-- Task --
Reproduce all of the listing below without alteration.

-- Dataset --
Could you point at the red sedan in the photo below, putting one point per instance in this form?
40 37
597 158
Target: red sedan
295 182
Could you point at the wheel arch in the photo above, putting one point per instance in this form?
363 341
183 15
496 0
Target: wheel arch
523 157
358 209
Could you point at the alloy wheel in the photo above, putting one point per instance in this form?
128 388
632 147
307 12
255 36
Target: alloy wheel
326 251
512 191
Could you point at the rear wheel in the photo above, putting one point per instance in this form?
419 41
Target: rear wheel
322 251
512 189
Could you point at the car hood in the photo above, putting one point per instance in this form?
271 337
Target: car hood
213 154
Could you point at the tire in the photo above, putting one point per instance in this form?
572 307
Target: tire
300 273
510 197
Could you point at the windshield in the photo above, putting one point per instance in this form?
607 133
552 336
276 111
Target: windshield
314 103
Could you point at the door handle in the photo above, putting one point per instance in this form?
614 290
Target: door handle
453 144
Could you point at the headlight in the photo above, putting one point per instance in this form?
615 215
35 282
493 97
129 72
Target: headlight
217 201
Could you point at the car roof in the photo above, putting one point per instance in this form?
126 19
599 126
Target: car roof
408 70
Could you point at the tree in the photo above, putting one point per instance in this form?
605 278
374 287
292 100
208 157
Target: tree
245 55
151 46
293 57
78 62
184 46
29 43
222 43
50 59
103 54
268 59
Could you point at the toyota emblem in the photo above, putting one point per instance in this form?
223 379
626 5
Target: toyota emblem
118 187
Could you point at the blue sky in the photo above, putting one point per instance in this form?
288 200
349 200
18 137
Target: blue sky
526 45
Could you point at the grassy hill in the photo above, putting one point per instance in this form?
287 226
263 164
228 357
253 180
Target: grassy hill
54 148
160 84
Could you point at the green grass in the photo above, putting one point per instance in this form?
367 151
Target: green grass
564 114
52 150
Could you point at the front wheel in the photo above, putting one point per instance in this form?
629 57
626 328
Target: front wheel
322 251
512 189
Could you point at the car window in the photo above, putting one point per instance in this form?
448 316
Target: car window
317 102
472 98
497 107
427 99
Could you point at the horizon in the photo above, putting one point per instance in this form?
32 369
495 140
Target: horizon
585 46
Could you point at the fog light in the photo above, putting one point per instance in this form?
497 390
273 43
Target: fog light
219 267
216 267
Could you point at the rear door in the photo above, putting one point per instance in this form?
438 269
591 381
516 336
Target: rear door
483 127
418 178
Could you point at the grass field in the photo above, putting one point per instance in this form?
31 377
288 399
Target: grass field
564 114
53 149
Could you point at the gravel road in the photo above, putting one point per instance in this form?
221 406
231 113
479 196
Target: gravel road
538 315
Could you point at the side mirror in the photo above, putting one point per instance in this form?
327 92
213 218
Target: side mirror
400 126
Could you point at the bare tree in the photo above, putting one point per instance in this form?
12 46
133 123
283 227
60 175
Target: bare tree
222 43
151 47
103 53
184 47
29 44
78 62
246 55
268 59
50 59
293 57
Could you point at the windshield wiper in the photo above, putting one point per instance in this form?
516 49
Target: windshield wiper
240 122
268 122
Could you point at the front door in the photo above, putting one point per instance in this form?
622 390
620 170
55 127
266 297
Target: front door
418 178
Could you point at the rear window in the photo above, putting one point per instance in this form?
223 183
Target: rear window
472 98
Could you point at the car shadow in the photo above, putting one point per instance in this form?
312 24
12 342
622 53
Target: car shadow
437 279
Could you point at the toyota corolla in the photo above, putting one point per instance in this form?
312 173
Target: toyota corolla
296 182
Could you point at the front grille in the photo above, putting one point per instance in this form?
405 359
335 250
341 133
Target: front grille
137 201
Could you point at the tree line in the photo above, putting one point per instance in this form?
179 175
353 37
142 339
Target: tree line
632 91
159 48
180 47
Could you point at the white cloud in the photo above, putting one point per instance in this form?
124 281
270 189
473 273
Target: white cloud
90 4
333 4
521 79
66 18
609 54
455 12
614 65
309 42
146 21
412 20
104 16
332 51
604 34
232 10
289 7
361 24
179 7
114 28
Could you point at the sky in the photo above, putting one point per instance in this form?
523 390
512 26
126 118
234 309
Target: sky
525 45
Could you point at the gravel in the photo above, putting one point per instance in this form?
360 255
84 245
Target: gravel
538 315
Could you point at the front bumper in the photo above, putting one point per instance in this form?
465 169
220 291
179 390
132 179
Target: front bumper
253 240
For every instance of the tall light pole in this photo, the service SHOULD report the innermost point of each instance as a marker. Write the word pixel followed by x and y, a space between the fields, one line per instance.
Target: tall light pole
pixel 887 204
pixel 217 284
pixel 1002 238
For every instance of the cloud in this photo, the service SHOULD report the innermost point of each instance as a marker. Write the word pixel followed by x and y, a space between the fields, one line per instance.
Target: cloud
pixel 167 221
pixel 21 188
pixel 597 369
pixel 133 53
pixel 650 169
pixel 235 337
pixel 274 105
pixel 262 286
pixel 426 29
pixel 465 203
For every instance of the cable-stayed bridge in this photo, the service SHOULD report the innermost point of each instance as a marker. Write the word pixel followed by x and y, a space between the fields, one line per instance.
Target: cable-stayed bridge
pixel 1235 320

-- Response box --
Could you point at the red sedan in the photo below, putting one point per instance in this form?
40 37
597 158
Target: red sedan
295 182
Could you point at the wheel arch in the photo above, putting one point per instance in this form?
363 341
183 15
496 0
Target: wheel arch
523 157
358 209
Could you point at the alloy wheel in the photo above, putting one point per instance in this form?
128 388
632 147
307 12
255 36
Target: alloy wheel
326 251
512 191
Could you point at the rear wheel in the photo above, putting one point per instance in this form?
419 41
Target: rear wheel
322 251
512 189
Could you point at the car hood in the photo above, putting one point per instance in this form?
271 337
Target: car hood
213 154
Could you point at the tire in the photo above, putting one point per instance in this form?
572 307
Target: tire
300 273
510 197
Could you point at the windshield in the photo above, putting one point per instance in this form?
607 133
552 336
276 111
Target: windshield
314 103
Could you point at the door handle in the photo above, putting one point per instance in this form?
614 290
Target: door handle
453 144
Could you point at the headlight in the photo above, putting one point per instance in this form?
615 215
35 282
493 97
129 72
Target: headlight
217 201
Could you point at the car roof in the photo above, putting one point per instance in this form?
126 19
599 126
Target: car roof
408 70
Could you point at the tree in the photo above, putting one point per instance in this form?
605 278
374 287
292 100
208 157
Target: tree
245 55
151 46
293 57
78 62
184 46
29 43
222 43
50 59
103 54
268 59
Could you point at the toyota emblem in the photo above, putting one point per instance in this form?
223 379
626 5
Target: toyota emblem
118 187
Could you point at the blue sky in the photo above, putting one point per instance in this form?
288 200
349 200
18 137
Target: blue sky
526 45
Could you point at the grassy hill in the photo above, putting one point per instance in this form?
287 226
263 164
228 357
253 180
Target: grassy hill
54 148
160 84
Could you point at the green grass in the photo above, putting one point per instance in this form?
367 151
Target: green grass
564 114
52 150
Could you point at the front wheel in the photo above, putting one point per instance in this form?
629 57
626 328
Target: front wheel
322 251
512 189
Could you point at the car window in the photo above, putting one point per instance in this form?
448 316
Target: car window
317 102
472 98
497 107
427 99
Could you point at the horizon in the photo above, putting one point per instance in this form?
32 369
495 140
Target: horizon
585 46
Could you point at the fog light in the photo above, putting one point per instance in this form?
497 390
273 43
Target: fog light
219 267
216 267
Could you point at the rear door in the photo above, putting one point per instance in this form?
438 269
591 381
516 336
Target: rear door
483 127
418 178
Could you point at the grass field in the photo above, putting one point per instance in this form?
31 377
288 399
Target: grass field
564 114
53 149
Could you point at the gravel road in the photo above, putting one point per instance in this form?
221 406
231 113
479 196
Target: gravel road
538 315
Could you point at the side mirror in the photo above, putting one point per instance in this form?
327 92
213 218
Target: side mirror
400 126
Could you point at the bare tree in the photo above, putting one point per instance in this form?
12 46
133 123
283 227
60 175
Target: bare tree
222 43
151 47
103 53
184 47
29 44
78 62
246 55
268 59
50 59
293 57
Could you point at the windshield wiper in the photo above, putting one point per instance in this form?
516 49
Target: windshield wiper
240 122
268 122
Could you point at the front door in the photo above, putting one point per instance in this form?
622 390
620 170
55 127
266 297
Target: front door
418 178
Could you point at the rear window in the photo above, putting one point per instance in this form?
223 183
Target: rear window
472 98
Could you point at the car shadow in the photo above, putting one point per instance in this form?
312 24
12 342
622 53
Target: car shadow
437 279
Could you point at the toyota corolla in the photo above, putting one point per instance in this form?
312 173
Target: toyota corolla
296 182
Could you point at the front grille in the photo above, putting one point per instance in this form?
405 359
335 250
341 133
Target: front grille
137 201
Could you point at the tree line in the photo above, putting one point per instance in this form?
179 175
353 37
142 339
Target: tree line
632 91
159 48
180 47
Could you point at the white cloud in the photo above, putting one point per instance in this form?
124 281
270 189
473 273
Target: white cloud
90 4
333 4
521 79
66 18
609 54
455 12
614 65
309 42
146 21
412 20
104 16
332 51
604 34
232 10
289 7
361 24
179 7
114 28
Could you point at the sky in the photo above, putting one point per instance in this form?
523 390
512 26
126 118
234 309
Target: sky
525 45
Could you point at the gravel in the photo above, putting one point per instance in this form?
360 255
84 245
Target: gravel
538 315
Could you point at the front bumper in the photo above, putting one point per instance in this form?
465 169
220 291
179 390
132 179
Target: front bumper
253 240
For every instance of the tall light pole in this photo, the service SHOULD report the innermost point of each instance as a marker. Write the word pixel followed by x and y, a space between the fields, one line per instance.
Target: tall light pole
pixel 887 204
pixel 217 284
pixel 1002 238
For every instance of the cloud in this photo, the service SHOULD report the innermost point of each instance as a marker. Write the word pixel followed by x and y, a space between the fields, one line per instance.
Target: cloud
pixel 167 221
pixel 21 188
pixel 597 369
pixel 133 53
pixel 650 169
pixel 235 337
pixel 274 105
pixel 262 286
pixel 426 29
pixel 465 203
For every instance of the cable-stayed bridge in this photo, the service SHOULD report the innermost point of each instance as a marker. Write the word pixel followed by x and y, a space between the fields, one line per instance.
Target: cable-stayed bridge
pixel 1235 320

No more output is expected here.